時代が進み、医学が進歩するにつれ、ワクチンのリスクは減少している――。その考えも、大きな誤りだ。技術が進歩したことで新たな危険性も生まれている。前出・オスターホルム氏が語る。
「ワクチンの型は大きく5種類にわかれます。不活化ワクチン、弱毒化ワクチン、組み換えタンパクワクチン、核酸ワクチン、それにウイルスベクターワクチンです。
コロナ対策としては、開発のスピードが速いということで、核酸ワクチンとウイルスベクターワクチンの2つが先行しています」
この核酸ワクチンとウイルスベクターワクチンは「遺伝子ワクチン」と呼ばれるものだ。
「ワクチン」と言われたときに我々がイメージする「弱らせた(無害化した)ウイルスなどを体内に注入することで、それに対する抗体を作る」というのは、不活化ワクチンや弱毒化ワクチンのこと。
しかし、遺伝子ワクチンというのは、これら従来型のものとはまったく別物だ。国立遺伝学研究所発生遺伝学研究室教授の川上浩一氏が解説する。

--- --- ---

**取り組む課題**.
- 1) ワクチンに関する抜粋によると、コロナ対策として先行しているのはどの2つの型のワクチンですか。
- 2) ワクチンに関する抜粋を、最後の文の続きから書き進めてください。
以下の記録は、この抜粋とは別の出典から取られたものです。

**提供された記録**.
--- --- ---

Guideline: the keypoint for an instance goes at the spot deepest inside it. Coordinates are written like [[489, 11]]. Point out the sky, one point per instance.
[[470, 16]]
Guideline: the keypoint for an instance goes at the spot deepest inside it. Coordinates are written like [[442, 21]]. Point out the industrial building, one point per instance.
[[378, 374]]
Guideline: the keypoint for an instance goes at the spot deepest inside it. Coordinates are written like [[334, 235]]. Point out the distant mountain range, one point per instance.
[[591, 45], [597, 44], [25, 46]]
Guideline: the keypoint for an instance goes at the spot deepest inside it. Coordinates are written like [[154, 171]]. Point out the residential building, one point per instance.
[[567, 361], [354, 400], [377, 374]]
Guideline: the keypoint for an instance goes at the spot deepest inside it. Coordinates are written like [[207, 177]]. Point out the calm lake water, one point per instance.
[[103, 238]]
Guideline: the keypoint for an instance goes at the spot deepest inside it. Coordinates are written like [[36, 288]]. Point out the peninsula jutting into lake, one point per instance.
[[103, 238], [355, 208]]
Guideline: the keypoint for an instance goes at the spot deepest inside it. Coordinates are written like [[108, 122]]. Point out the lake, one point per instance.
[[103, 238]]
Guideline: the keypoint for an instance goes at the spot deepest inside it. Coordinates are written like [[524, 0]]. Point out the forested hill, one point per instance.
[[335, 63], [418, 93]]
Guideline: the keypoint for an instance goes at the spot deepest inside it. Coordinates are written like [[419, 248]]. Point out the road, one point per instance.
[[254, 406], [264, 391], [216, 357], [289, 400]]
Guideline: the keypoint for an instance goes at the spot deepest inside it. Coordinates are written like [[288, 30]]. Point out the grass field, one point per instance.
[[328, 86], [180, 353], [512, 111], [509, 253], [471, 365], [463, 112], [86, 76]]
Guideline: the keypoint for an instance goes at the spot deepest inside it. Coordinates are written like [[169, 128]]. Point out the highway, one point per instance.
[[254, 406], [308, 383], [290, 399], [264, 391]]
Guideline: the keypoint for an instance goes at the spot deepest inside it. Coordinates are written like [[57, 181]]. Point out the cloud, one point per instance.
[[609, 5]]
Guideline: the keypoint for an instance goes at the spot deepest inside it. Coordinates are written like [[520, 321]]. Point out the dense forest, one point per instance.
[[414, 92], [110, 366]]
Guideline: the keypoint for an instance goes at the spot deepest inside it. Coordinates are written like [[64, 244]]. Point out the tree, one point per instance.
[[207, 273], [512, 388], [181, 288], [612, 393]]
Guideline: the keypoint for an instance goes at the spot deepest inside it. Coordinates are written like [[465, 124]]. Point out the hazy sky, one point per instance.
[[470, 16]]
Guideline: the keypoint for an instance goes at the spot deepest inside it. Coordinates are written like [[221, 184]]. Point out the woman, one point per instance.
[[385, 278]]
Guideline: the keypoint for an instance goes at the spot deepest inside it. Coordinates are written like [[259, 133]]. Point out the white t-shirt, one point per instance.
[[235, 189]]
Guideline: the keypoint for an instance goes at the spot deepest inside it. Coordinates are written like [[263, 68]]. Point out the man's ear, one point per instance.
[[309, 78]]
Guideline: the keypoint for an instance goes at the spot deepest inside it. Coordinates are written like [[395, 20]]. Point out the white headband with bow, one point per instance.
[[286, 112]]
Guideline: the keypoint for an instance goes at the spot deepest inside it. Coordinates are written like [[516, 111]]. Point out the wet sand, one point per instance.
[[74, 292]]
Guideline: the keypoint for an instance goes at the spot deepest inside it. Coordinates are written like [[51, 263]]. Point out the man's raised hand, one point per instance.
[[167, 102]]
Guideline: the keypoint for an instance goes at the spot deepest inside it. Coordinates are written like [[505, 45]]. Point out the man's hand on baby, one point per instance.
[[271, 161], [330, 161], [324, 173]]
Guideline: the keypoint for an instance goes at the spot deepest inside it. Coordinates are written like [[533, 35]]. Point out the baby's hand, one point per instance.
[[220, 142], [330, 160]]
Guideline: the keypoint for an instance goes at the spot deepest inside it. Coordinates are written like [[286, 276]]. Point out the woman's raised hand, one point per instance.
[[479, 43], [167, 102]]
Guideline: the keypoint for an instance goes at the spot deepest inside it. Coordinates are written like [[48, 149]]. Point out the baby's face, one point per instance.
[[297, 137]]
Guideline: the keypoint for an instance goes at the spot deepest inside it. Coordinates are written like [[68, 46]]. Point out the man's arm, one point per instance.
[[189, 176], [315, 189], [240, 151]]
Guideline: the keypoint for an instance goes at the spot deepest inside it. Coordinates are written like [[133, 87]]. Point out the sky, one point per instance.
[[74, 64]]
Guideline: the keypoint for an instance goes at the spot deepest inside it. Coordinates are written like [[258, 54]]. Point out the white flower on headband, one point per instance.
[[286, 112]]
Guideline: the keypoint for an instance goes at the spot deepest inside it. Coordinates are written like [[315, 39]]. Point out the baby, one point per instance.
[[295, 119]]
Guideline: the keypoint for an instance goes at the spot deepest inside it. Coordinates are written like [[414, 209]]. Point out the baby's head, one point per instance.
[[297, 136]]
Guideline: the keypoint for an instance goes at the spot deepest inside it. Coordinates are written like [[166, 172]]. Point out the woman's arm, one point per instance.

--- --- ---

**想定される解答**.
- 1) 核酸ワクチンとウイルスベクターワクチンです。

- 2)
「遺伝子ワクチンはこれまでのワクチンとは根本的に原理が異なります。簡単にいうと、新型コロナの遺伝子の一部を接種することで、人間の体内で新型コロナのたんぱく質を作らせ、抗体を生み出そうという原理です。
いわば人間の体自身をワクチンの製造工場にしてしまう仕組みなのです。遺伝子ワクチンはこれまで承認された例はほとんどなく、未知の領域です。
仕組み自体が未知のものなので、いきなり数億単位の人間に接種した場合、何が起きるのか、予測することができません」
これまでウイルスベクターワクチンは、少数の患者を対象としてエボラウイルスワクチンのみ承認されている。核酸ワクチンに至っては、人間への実用化の例はない。
日本が提供を受けることが決まっているアストラゼネカ社、ファイザー社、両社のワクチンはいずれも遺伝子ワクチンだ。
「遺伝子ワクチンは、これまでのワクチンでは確認されなかった疾患が起き得るのです。仮にコロナの遺伝子が人間の生殖細胞に侵入するような事態が起きれば、がんなどの疾患を引き起こす可能性もあります」(前出・感染症医)
すでに不穏な「予兆」は起き始めている。9月にアストラゼネカ社のワクチンの治験参加者に「横断性脊髄炎」が出たことが判明。これは神経の炎症による麻痺症状が出る疾患で、同社は一時、治験を中断した。